Render the records below as a two-column CSV with the header row text,answer, one row per record. Put each record's text and its answer in a single quoted field each, replace line breaks with spaces, and leave out the pictures.
BEGIN DATASET EXCERPTS
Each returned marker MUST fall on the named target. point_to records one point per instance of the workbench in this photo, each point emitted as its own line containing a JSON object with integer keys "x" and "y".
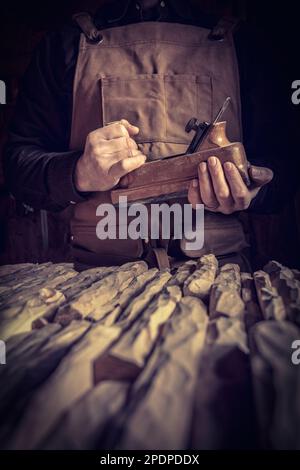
{"x": 199, "y": 357}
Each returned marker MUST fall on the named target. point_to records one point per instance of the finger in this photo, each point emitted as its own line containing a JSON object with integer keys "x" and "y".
{"x": 127, "y": 180}
{"x": 108, "y": 147}
{"x": 132, "y": 130}
{"x": 260, "y": 175}
{"x": 123, "y": 155}
{"x": 206, "y": 188}
{"x": 123, "y": 167}
{"x": 219, "y": 182}
{"x": 238, "y": 189}
{"x": 194, "y": 197}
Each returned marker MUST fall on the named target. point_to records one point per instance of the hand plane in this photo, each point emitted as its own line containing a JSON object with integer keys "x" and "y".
{"x": 170, "y": 177}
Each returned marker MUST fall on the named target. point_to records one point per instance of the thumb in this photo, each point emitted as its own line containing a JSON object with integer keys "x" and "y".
{"x": 260, "y": 175}
{"x": 132, "y": 130}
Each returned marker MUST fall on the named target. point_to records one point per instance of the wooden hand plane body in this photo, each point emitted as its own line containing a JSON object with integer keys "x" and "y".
{"x": 168, "y": 178}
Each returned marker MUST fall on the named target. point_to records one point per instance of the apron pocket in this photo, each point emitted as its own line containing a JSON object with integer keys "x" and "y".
{"x": 160, "y": 105}
{"x": 187, "y": 96}
{"x": 140, "y": 100}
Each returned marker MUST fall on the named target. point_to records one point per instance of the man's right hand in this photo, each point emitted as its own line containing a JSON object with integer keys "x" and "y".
{"x": 110, "y": 153}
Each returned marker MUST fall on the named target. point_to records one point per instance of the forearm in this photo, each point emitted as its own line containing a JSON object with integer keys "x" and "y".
{"x": 43, "y": 180}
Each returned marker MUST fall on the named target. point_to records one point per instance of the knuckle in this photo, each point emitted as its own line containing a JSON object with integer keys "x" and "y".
{"x": 241, "y": 194}
{"x": 227, "y": 210}
{"x": 92, "y": 138}
{"x": 122, "y": 129}
{"x": 223, "y": 194}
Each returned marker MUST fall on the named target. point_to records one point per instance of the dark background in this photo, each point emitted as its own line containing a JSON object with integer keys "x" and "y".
{"x": 23, "y": 24}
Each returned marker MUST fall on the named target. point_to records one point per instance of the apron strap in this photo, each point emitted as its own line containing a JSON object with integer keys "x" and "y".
{"x": 162, "y": 258}
{"x": 85, "y": 22}
{"x": 225, "y": 25}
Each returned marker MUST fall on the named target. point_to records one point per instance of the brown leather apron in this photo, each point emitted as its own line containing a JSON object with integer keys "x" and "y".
{"x": 157, "y": 76}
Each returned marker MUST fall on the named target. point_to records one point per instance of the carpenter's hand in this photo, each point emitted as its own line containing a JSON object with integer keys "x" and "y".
{"x": 110, "y": 153}
{"x": 221, "y": 188}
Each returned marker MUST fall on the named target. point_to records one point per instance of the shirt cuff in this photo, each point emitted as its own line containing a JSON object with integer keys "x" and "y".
{"x": 60, "y": 179}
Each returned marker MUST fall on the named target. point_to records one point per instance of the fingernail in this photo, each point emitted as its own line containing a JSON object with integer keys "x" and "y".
{"x": 212, "y": 161}
{"x": 256, "y": 172}
{"x": 202, "y": 167}
{"x": 228, "y": 166}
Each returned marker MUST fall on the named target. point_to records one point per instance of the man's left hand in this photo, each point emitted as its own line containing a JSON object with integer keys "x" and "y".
{"x": 222, "y": 189}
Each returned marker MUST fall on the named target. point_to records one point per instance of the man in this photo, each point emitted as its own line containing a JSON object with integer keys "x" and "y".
{"x": 102, "y": 98}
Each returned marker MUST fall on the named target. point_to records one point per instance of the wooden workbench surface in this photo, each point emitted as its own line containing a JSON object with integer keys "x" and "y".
{"x": 130, "y": 358}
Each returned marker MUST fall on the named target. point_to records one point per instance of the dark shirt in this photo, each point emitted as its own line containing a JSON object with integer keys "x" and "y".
{"x": 38, "y": 165}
END DATASET EXCERPTS
■ **ANSWER TO THE PROBLEM**:
text,answer
"Each returned marker MUST fall on the named target. point_to records one point per instance of the workbench in this photo, each point emitted as its own line containing a JSON object with integer keys ""x"" and ""y"".","{""x"": 199, ""y"": 357}"
"Each returned marker MUST fall on the named target. point_to records one point per instance of the finger in this photo, each point emitted as its own line containing a JSON object with integer keys ""x"" and ""y"".","{""x"": 127, ""y"": 180} {""x"": 108, ""y"": 147} {""x"": 132, ""y"": 130} {""x"": 260, ""y"": 175} {""x"": 123, ""y"": 155} {""x"": 206, ""y"": 188} {""x"": 123, ""y"": 167} {""x"": 219, ""y"": 182} {""x"": 238, ""y"": 189} {""x"": 194, ""y"": 197}"
"Each returned marker MUST fall on the named target. point_to records one point per instance of the hand plane in this photo, each point emitted as its own line containing a JSON object with integer keys ""x"" and ""y"".","{""x"": 170, ""y"": 177}"
"Each returned marker MUST fall on the named target. point_to records one point per instance of the thumb in this photo, each point emitted as its own line containing a JSON object with integer keys ""x"" and ""y"".","{""x"": 260, ""y"": 175} {""x"": 132, ""y"": 130}"
"Each returned marker MUST fall on the named target. point_to records one point per instance of the wooden hand plane body in this photo, each point emitted as its own line containing a JSON object with integer keys ""x"" and ""y"".","{""x"": 168, ""y"": 178}"
"Each returned marker MUST fall on the named target. point_to records one point per instance of the apron pocket in this photo, each point emitted as its own line containing a JSON object with integer keys ""x"" and ""y"".","{""x"": 160, ""y"": 105} {""x"": 187, ""y"": 96} {""x"": 140, ""y"": 100}"
"Each returned marker MUST fall on the named target. point_to records one point per instance of the man's right hand in this photo, each point emitted as its own line containing a JSON object with integer keys ""x"" and ""y"".","{""x"": 110, ""y"": 153}"
"Each returned marker MUST fall on the named target. point_to records one point per instance of the forearm in this photo, each point emitted as its own line containing a JSON object with integer keys ""x"" and ""y"".","{""x"": 43, ""y"": 180}"
"Each returned marker MUST fall on the named target. point_to records one point per instance of the knuckle in this photo, each point emitted as its own line containing a JSON object with integer keys ""x"" and ""y"".","{""x"": 241, ""y"": 194} {""x"": 227, ""y"": 210} {""x"": 92, ""y"": 138} {""x"": 122, ""y"": 129} {""x"": 223, ""y"": 194}"
"Each returned marker MUST fall on the named target. point_to records one point per instance of the dark background in this photo, each point emitted as its own line containing a JSON object with integer keys ""x"" and ""y"".","{""x"": 23, ""y"": 24}"
"Each returned marker MUST fall on the named target. point_to records one point per instance of the apron strap in this photo, each point emitted as its own line containing a JSON object with integer keys ""x"" and ""y"".","{""x"": 162, ""y"": 258} {""x"": 85, ""y"": 22} {""x"": 225, ""y"": 25}"
"Each returned marker MUST fall on the named target. point_to records one point per instance of the brown leather apron in this photo, each point emitted as its own line containing a JSON object with integer keys ""x"" and ""y"".","{""x"": 157, ""y"": 76}"
"Each returned marker MUST fall on the named target. point_to records one point per instance of the carpenter's hand in this photo, each point emitted as its own line containing a JSON object with integer keys ""x"" and ""y"".","{""x"": 110, ""y"": 153} {""x"": 221, ""y"": 188}"
"Each returned marker MUST fall on the named target. point_to records one point per instance of the shirt cuff in this photo, each point emitted as its own line containing a JSON object with integer keys ""x"" and ""y"".","{""x"": 60, ""y"": 179}"
"Each returned marker MUST fall on the named target. point_to records one point per instance of the fingernail in this photo, each point emitted as its own line containing a JSON object with integer keys ""x"" and ""y"".","{""x"": 212, ""y"": 161} {""x"": 256, ""y"": 172} {""x"": 202, ""y"": 167} {""x"": 228, ""y"": 166}"
"Each returned marker MUST fall on the named target. point_to records one point per instance of the man's left hand in this photo, each point emitted as its own line containing a JSON object with integer keys ""x"" and ""y"".","{""x"": 222, ""y"": 189}"
"Each returned marker MUST fall on the named target. point_to records one point per instance of the man in this photo, each point emitted as its own line containing a JSON object with integer keys ""x"" and ""y"".","{""x"": 102, ""y"": 98}"
"Each returned marker MUST fall on the named target. point_to records one point per instance of the wooden workbench surface in this photo, each point emitted as its own line containing a JSON object with integer keys ""x"" and ""y"".","{""x"": 130, ""y"": 358}"
"Each returned marker MUST fall on the named target. point_to records one point per instance of the dark shirt in this photo, each point emitted as its own line containing a JSON object with integer keys ""x"" and ""y"".","{""x"": 38, ""y"": 165}"